Problem to work on: Display each line of the data below that contains the string "tree". Case counts.

Material for the task:
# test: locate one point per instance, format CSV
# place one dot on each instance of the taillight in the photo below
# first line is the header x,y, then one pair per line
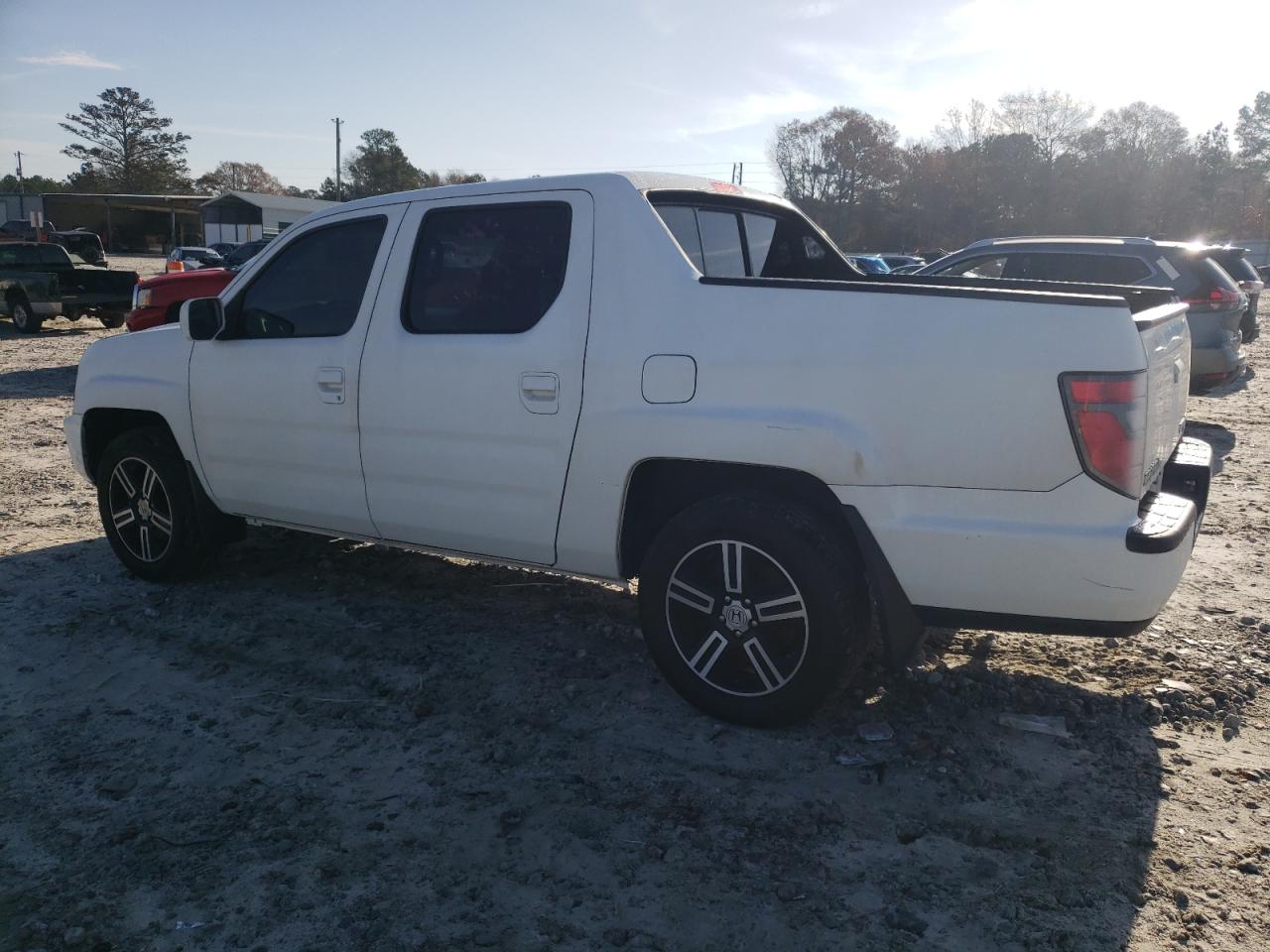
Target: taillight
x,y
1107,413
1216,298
---
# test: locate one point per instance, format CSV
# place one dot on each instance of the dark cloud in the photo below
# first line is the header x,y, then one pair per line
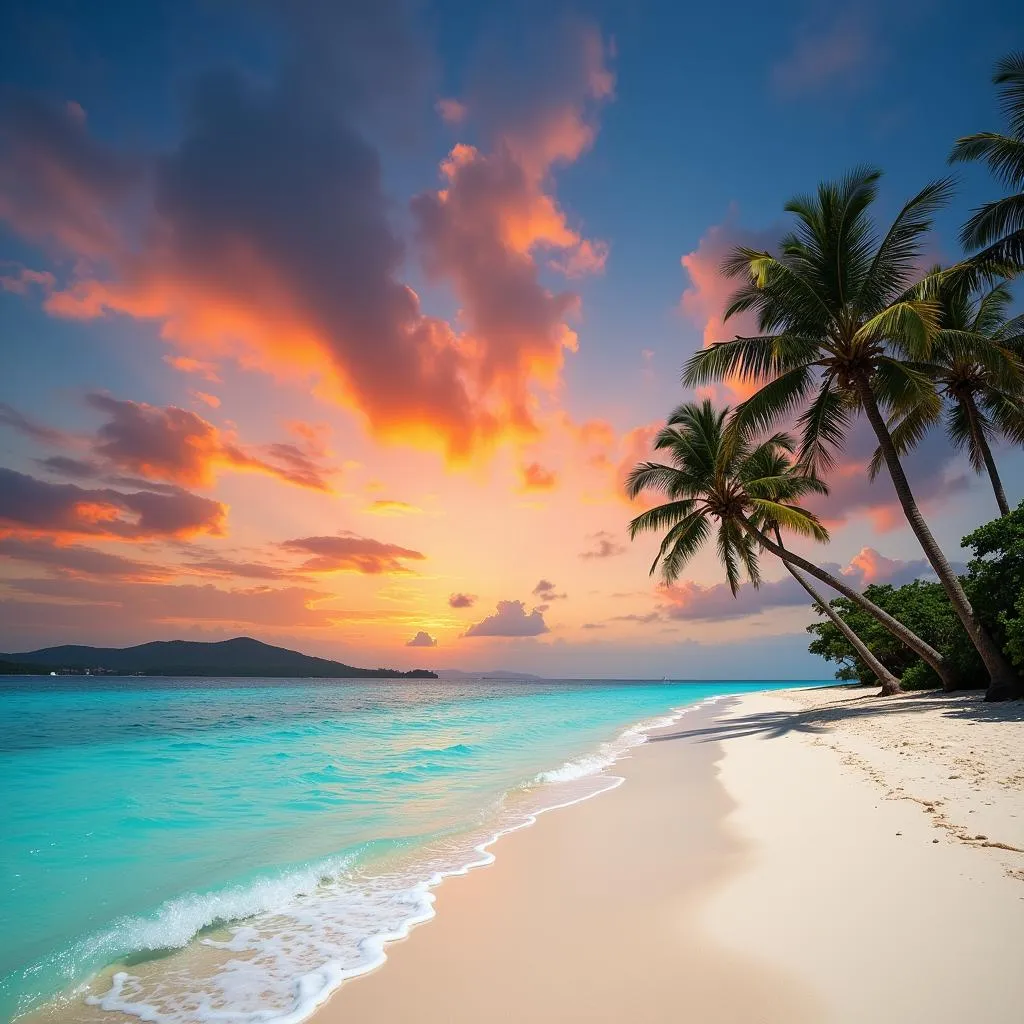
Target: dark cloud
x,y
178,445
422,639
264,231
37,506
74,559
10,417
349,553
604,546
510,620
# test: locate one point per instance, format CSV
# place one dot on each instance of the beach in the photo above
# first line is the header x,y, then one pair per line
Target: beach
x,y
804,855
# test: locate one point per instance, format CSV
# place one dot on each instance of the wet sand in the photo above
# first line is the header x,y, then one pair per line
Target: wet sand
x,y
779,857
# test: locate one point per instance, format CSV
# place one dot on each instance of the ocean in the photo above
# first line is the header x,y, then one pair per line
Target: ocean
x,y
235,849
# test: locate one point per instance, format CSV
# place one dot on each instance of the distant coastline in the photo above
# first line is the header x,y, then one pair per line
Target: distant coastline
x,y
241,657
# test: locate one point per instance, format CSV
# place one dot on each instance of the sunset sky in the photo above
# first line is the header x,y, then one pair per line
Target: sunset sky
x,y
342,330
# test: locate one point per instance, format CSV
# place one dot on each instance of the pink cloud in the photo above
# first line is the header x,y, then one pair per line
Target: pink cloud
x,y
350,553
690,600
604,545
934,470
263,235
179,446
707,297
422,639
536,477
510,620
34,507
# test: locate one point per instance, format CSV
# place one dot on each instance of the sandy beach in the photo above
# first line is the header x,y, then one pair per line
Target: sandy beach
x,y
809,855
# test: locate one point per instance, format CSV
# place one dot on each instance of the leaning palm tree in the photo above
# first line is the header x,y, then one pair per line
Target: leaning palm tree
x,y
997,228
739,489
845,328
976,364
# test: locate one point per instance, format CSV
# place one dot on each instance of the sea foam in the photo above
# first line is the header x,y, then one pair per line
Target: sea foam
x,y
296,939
...
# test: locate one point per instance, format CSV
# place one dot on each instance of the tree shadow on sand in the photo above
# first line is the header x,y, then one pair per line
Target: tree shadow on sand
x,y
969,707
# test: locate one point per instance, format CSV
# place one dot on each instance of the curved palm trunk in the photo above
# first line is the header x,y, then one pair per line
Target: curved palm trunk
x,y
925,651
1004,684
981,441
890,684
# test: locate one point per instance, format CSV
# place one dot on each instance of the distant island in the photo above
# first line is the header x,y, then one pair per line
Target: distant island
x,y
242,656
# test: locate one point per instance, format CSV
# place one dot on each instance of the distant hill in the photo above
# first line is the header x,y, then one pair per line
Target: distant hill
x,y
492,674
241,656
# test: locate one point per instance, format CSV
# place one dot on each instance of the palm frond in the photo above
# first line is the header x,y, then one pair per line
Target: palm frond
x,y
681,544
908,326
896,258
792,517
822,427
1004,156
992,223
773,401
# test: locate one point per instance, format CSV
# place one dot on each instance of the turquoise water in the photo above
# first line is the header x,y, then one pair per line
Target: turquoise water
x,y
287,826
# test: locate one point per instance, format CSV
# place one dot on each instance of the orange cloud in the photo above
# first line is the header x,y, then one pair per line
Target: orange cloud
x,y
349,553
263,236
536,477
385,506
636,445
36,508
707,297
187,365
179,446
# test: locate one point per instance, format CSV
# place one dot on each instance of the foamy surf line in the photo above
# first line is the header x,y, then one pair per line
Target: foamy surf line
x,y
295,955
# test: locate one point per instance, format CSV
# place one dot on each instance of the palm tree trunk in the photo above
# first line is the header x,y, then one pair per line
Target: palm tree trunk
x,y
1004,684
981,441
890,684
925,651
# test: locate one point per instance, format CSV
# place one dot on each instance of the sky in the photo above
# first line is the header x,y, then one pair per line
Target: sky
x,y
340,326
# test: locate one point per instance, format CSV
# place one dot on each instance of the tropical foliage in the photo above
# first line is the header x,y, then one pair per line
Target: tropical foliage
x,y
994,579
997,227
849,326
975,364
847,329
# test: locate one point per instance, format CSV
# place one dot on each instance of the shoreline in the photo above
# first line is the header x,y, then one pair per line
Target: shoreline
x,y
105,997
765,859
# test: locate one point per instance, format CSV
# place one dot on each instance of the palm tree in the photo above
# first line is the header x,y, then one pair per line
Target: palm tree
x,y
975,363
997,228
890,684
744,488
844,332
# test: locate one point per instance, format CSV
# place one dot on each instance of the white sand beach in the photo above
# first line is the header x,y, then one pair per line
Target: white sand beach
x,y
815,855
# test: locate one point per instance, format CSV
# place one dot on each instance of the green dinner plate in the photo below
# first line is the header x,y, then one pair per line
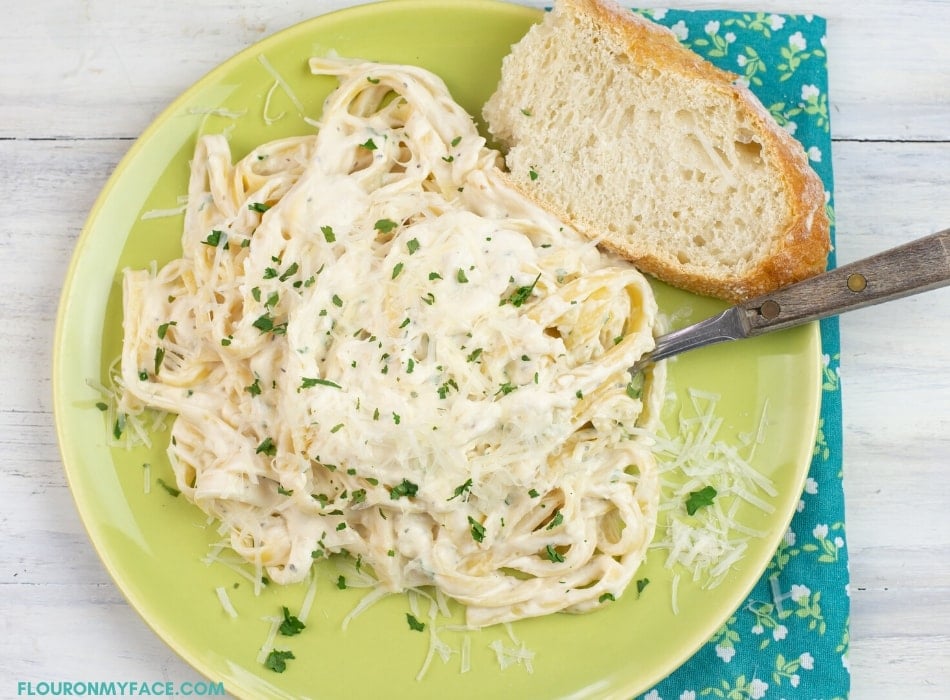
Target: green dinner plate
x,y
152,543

Result for this exercise:
# place one dot on each instance of the leaning palm tree in the photo above
Target: leaning palm tree
# place one dot on each instance of the tree shadow on sand in the photo above
Target: tree shadow on sand
# place one dot on each instance of the palm tree trunk in the photo above
Target: palm tree trunk
# place one dot on each instance of the palm tree in the photo above
Target: palm tree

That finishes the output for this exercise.